▸ **Tugas Anda**
**A)** Menurut teks tentang diagnosis Angina Ludwig, pada tahun berapa Grodinsky membuat kriteria diagnosis penyakit tersebut?
**B)** Lanjutkan teks tentang diagnosis Angina Ludwig, dimulai sesudah kalimat terakhirnya.

▸ **Kutipan Teks**
Diagnosis Angina Ludwig
Diagnosis Angina Ludwig dilakukan melalui tanda selulitis pada leher, kesulitan menelan dan berbicara, serta dapat disertai trismus. Anamnesis dan pemeriksaan fisik yang tepat umumnya cukup untuk menegakkan diagnosis. Pemeriksaan tambahan dapat dilakukan untuk mengetahui derajat keparahan infeksi atau apakah terbentuk abses yang membutuhkan tata laksana tambahan.[3,8]
Kriteria Diagnosis
Pada tahun 1939, Grodinsky membuat kriteria diagnosis yang digunakan untuk menegakkan diagnosis Angina Ludwig. Grodinsky menyebutkan bahwa pada kasus Angina Ludwig harus ditemukan adanya
Selulitis, bukan abses, pada rongga submandibular, mengenai lebih dari satu rongga dan biasanya bersifat bilateral
- Menyebabkan gangren dengan infiltrasi serosanguinus dan busuk, tetapi hanya terdapat sedikit pus
- Melibatkan jaringan ikat, fascia dan otot, tetapi tidak melibatkan struktur kelenjar
- Menyebar secara kontinu, tetapi tidak menyebar secara limfatik[3,9,11]
Anamnesis
Pasien Angina Ludwig biasanya datang dengan keluhan bengkak di leher yang bilateral atau “bull neck”. Bengkak dapat disertai dengan nyeri pada leher, demam, dan menggigil. Beberapa pasien mengeluhkan sulit berbicara karena elevasi lidah, odinofagia dan disfagia. Pada beberapa kasus yang lebih jarang, pasien mengeluhkan nyeri pada mulut.
Suara serak, mengeces, pembengkakan lidah, kekakuan leher dan nyeri tenggorokan juga merupakan keluhan yang umum. Pasien juga dapat mengeluhkan gejala tidak spesifik yang berkaitan dengan respons inflamasi seperti demam, malaise, dan kelemahan. Pada anamnesis riwayat penyakit seringkali didapatkan riwayat nyeri gigi maupun ekstraksi gigi.[3,6,8]
Pasien juga dapat mengeluhkan nyeri pada rahang, trismus, dan elevasi lidah. Elevasi lidah yang terjadi pada pasien disertai dengan nyeri. Elevasi ini juga menyebabkan pasien mengalami kesulitan menelan. Elevasi lidah yang terjadi akibat pembesaran rongga di bawahnya, kemudian menyebabkan pergeseran pangkal lidah dan berpotensi untuk menutup jalan napas pasien.[1,3]
Pemeriksaan Fisik
Pada pemeriksaan fisik pasien dengan Angina Ludwig ditemukan tanda selulitis berupa pembengkakan leher bagian atas, nyeri, kemerahan, serta kekakuan leher. Selain itu, dapat juga ditemukan indurasi bilateral karena pembengkakan pada daerah submandibular dan krepitus. Biasanya tidak ditemukan limfadenopati.

▸ **Data Latihan**
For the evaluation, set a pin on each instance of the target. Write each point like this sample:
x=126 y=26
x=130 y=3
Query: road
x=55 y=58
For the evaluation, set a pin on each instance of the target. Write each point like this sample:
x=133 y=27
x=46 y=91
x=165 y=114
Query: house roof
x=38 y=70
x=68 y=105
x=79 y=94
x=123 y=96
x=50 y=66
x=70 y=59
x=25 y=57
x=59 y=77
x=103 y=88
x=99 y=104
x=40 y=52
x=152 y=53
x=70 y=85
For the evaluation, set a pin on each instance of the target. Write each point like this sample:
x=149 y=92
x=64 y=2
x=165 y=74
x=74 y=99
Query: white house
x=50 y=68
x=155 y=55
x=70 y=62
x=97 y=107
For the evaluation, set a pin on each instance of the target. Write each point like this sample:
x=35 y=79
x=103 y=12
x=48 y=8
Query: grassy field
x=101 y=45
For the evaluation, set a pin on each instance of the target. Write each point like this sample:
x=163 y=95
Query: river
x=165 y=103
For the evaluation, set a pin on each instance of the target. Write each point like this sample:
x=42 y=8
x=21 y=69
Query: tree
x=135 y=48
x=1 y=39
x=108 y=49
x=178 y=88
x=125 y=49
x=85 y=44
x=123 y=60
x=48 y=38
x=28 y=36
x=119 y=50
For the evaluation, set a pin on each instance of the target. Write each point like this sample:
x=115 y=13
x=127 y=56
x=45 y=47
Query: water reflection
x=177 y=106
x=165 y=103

...

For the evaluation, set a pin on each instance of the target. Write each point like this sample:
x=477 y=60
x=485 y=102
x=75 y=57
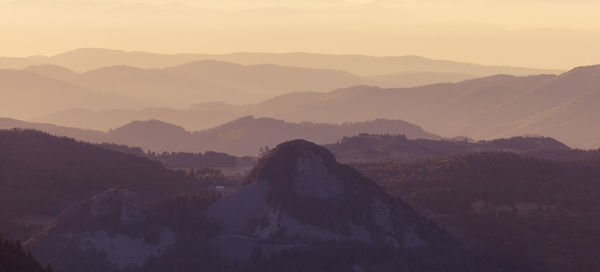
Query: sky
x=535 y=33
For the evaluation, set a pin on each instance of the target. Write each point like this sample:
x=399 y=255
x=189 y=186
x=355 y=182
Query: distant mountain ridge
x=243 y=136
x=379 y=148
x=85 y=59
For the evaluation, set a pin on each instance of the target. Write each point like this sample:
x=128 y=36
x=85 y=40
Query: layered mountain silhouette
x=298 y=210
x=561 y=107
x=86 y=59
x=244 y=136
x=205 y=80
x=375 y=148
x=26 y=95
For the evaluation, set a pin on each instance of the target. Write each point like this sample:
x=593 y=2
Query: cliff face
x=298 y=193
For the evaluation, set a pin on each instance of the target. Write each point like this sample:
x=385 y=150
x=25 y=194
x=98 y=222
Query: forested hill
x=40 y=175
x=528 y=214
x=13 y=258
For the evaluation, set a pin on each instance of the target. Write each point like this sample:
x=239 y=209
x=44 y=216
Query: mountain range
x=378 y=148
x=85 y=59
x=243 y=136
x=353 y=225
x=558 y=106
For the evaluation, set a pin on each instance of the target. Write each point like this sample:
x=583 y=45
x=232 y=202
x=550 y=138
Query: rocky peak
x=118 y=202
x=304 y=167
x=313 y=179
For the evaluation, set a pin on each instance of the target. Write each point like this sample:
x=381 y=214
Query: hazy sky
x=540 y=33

==

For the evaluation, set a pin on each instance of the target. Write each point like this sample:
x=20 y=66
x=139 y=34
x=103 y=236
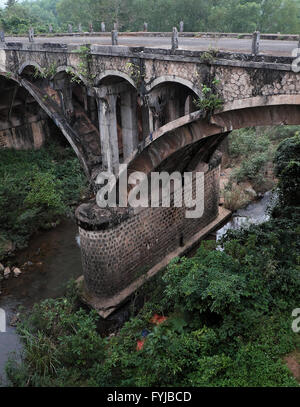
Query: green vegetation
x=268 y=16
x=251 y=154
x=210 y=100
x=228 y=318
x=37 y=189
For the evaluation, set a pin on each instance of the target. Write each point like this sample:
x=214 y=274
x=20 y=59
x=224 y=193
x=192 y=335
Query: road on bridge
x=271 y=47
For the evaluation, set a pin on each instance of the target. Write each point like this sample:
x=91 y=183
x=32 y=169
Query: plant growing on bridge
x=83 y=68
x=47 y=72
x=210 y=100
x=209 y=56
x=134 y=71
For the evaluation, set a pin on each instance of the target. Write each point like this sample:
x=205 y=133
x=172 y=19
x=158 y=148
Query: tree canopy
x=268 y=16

▸ **Kunci Jawaban**
**A)** Pada tahun 1939.

**B)**
Pada pemeriksaan rongga oral dapat ditemukan adanya pembengkakan dasar mulut dan bengkak pada gigi yang mengalami infeksi. Dapat pula ditemukan trismus bila infeksi meluas pada rongga parafaringeal.
Bila terjadi obstruksi jalan napas dapat ditemukan adanya stridor, dispnea dan takipnea. Pada kasus dengan hipoksia yang berkepanjangan dapat menyebabkan kebingungan dan penurunan kesadaran.[3,8]
Diagnosis Banding
Angina Ludwig dapat didiagnosis banding dengan abses rongga mulut, epiglotitis dan angioedema atau hematoma submandibular.
Abses Rongga Mulut
Abses peritonsilar, abses retrofaringeal, dan abses submandibula dapat dibedakan dari Angina Ludwig berdasarkan lokasi pembengkakan yang terjadi. Selain itu, Angina Ludwig juga biasanya tidak membentuk abses.
Diagnosis Banding Lain
Angina Ludwig juga dapat didiagnosis banding dengan epiglotitis dan angioedema atau hematoma submandibular. Pada epiglotitis akan didapatkan tanda peradangan pada epiglotis. Angioedema umumnya dipicu reaksi alergi, sedangkan hematoma submandibula dapat disebabkan trauma.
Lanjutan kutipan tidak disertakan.